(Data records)

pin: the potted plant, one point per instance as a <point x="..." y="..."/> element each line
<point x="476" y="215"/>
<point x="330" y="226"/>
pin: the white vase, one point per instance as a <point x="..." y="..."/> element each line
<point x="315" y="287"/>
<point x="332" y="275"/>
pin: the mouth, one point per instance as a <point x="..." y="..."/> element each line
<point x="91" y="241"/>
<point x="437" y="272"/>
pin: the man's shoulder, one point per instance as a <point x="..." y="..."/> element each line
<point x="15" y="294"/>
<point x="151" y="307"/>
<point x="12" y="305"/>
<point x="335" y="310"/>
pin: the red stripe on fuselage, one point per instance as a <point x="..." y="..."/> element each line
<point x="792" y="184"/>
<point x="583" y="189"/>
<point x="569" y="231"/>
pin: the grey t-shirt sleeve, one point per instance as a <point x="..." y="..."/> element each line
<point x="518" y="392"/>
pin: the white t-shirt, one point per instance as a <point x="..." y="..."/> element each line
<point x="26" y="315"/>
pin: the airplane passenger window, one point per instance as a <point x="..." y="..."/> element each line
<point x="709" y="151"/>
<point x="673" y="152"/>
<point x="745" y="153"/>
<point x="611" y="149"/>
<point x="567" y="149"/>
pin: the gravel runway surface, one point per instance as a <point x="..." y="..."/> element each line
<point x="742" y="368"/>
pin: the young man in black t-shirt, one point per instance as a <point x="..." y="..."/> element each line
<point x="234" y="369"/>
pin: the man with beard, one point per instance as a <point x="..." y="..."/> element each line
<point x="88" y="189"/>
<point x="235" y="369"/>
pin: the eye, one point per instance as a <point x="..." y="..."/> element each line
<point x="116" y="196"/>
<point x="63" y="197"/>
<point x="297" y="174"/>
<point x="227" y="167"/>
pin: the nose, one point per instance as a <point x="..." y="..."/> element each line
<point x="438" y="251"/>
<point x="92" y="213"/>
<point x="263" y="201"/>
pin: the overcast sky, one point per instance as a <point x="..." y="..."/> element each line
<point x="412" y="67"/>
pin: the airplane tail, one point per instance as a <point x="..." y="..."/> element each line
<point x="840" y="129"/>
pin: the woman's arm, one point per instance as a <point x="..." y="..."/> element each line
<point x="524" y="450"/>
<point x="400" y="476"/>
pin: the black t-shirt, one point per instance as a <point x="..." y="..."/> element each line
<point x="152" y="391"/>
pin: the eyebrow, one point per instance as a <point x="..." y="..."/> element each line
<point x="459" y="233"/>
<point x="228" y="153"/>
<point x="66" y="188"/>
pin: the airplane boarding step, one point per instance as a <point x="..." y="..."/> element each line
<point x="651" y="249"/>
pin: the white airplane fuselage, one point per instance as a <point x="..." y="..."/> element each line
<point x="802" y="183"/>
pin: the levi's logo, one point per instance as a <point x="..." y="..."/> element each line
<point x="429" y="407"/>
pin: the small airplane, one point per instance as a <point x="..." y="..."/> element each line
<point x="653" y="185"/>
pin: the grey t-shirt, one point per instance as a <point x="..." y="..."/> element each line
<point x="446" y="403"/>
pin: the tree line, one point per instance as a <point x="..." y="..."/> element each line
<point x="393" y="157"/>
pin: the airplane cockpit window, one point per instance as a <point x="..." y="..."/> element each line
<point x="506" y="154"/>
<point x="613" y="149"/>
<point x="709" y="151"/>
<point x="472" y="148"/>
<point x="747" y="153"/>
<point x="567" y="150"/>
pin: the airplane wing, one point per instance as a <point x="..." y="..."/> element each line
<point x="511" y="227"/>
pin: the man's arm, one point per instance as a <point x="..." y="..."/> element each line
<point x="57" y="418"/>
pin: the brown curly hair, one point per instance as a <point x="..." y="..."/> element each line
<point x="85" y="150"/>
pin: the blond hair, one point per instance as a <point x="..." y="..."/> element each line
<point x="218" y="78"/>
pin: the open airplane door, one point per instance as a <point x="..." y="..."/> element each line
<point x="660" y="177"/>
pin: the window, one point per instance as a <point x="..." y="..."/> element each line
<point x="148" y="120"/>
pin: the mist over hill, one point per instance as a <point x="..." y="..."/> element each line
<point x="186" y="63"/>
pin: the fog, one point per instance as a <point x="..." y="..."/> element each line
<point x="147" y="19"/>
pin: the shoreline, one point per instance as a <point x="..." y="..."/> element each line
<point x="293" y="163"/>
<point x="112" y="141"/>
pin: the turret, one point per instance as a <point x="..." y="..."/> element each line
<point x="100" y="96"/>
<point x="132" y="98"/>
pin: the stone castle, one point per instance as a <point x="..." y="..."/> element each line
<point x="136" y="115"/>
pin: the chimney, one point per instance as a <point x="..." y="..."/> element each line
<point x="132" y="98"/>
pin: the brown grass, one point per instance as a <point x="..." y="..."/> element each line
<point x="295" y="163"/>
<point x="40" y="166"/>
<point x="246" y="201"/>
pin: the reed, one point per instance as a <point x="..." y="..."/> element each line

### Work to complete:
Make an exact copy of every line in the data.

### Solution to the exercise:
pin: the potted plant, one point per instance as a <point x="..." y="..."/> element each line
<point x="476" y="215"/>
<point x="330" y="226"/>
pin: the white vase, one point per instance as a <point x="..." y="..."/> element each line
<point x="315" y="287"/>
<point x="332" y="275"/>
pin: the mouth, one point per instance as a <point x="..." y="..."/> element each line
<point x="91" y="241"/>
<point x="437" y="272"/>
pin: the man's shoulder, one point per instance as a <point x="..." y="..."/> element each line
<point x="15" y="294"/>
<point x="151" y="307"/>
<point x="12" y="305"/>
<point x="335" y="310"/>
pin: the red stripe on fuselage, one point per instance as a <point x="..." y="..."/> element each line
<point x="792" y="184"/>
<point x="583" y="189"/>
<point x="569" y="231"/>
pin: the grey t-shirt sleeve, one point per instance as a <point x="..." y="..."/> element each line
<point x="518" y="392"/>
pin: the white t-shirt, one point per instance as a <point x="..." y="..."/> element each line
<point x="26" y="315"/>
pin: the airplane passenger window, one point per instance as a <point x="..." y="..."/> element each line
<point x="709" y="151"/>
<point x="673" y="152"/>
<point x="745" y="153"/>
<point x="611" y="149"/>
<point x="567" y="149"/>
pin: the gravel runway surface, one point per instance as a <point x="..." y="..."/> element each line
<point x="742" y="368"/>
pin: the young man in black t-shirt, one point per instance as a <point x="..." y="..."/> element each line
<point x="234" y="369"/>
pin: the man with beard, one point per instance as a <point x="..." y="..."/> element each line
<point x="88" y="189"/>
<point x="235" y="369"/>
pin: the eye, one point per instance as a <point x="..." y="..."/> element each line
<point x="116" y="196"/>
<point x="63" y="197"/>
<point x="297" y="174"/>
<point x="227" y="167"/>
pin: the nose, one point per instance as a <point x="..." y="..."/> element each line
<point x="438" y="251"/>
<point x="92" y="213"/>
<point x="263" y="201"/>
pin: the overcast sky, one point per instance as a <point x="..." y="..."/> element each line
<point x="412" y="67"/>
pin: the airplane tail, one point per instance as a <point x="..." y="..."/> element each line
<point x="840" y="129"/>
pin: the woman's arm, one point per instance as a <point x="..." y="..."/> element each line
<point x="524" y="450"/>
<point x="400" y="476"/>
pin: the black t-shirt, one point per instance as a <point x="..." y="..."/> element each line
<point x="152" y="391"/>
pin: the eyebrow, one point per instance as a <point x="..." y="..."/> element each line
<point x="459" y="233"/>
<point x="228" y="153"/>
<point x="66" y="188"/>
pin: the airplane boarding step, one point per instance as a <point x="..." y="..."/> element each line
<point x="651" y="249"/>
pin: the white airplane fuselage, one point per instance as a <point x="..." y="..."/> element each line
<point x="802" y="183"/>
pin: the levi's logo, one point per instance as a <point x="..." y="..."/> element each line
<point x="429" y="407"/>
pin: the small airplane, one point per instance as a <point x="..." y="..."/> element each line
<point x="653" y="185"/>
pin: the grey t-shirt, one point per instance as a <point x="..." y="..."/> element each line
<point x="446" y="403"/>
pin: the tree line, one point per instance as a <point x="..." y="..."/> element each line
<point x="393" y="157"/>
pin: the airplane cockpit window, one point per instance as a <point x="..." y="..."/> element each line
<point x="506" y="154"/>
<point x="613" y="149"/>
<point x="709" y="151"/>
<point x="472" y="148"/>
<point x="747" y="153"/>
<point x="567" y="150"/>
pin: the airplane wing, one point per instance as a <point x="..." y="..."/> element each line
<point x="511" y="227"/>
pin: the man's arm, one point per instance as a <point x="..." y="..."/> element each line
<point x="57" y="418"/>
pin: the brown curly hair, one point per instance as a <point x="..." y="..."/> element each line
<point x="85" y="150"/>
pin: the blond hair, one point per instance as a <point x="..." y="..."/> element each line
<point x="218" y="78"/>
pin: the open airplane door, one point per instance as a <point x="..." y="..."/> element each line
<point x="660" y="177"/>
pin: the window, one point per instance as a <point x="..." y="..."/> element each line
<point x="148" y="120"/>
pin: the mist over hill, one point per instance as a <point x="..." y="..."/> element each line
<point x="186" y="63"/>
pin: the fog, one point per instance as a <point x="..." y="..."/> element each line
<point x="147" y="19"/>
pin: the shoreline, one point per instance as a <point x="..." y="..."/> element each line
<point x="293" y="163"/>
<point x="112" y="141"/>
pin: the turret, one point per instance as a <point x="..." y="..."/> element each line
<point x="100" y="96"/>
<point x="132" y="98"/>
pin: the stone castle, one point per instance as a <point x="..." y="..."/> element each line
<point x="136" y="115"/>
pin: the chimney, one point per instance as a <point x="..." y="..."/> element each line
<point x="132" y="98"/>
pin: the brown grass, one point per instance as a <point x="..." y="..."/> element each line
<point x="295" y="163"/>
<point x="40" y="166"/>
<point x="246" y="201"/>
pin: the reed, one point per instance as a <point x="..." y="..."/> element each line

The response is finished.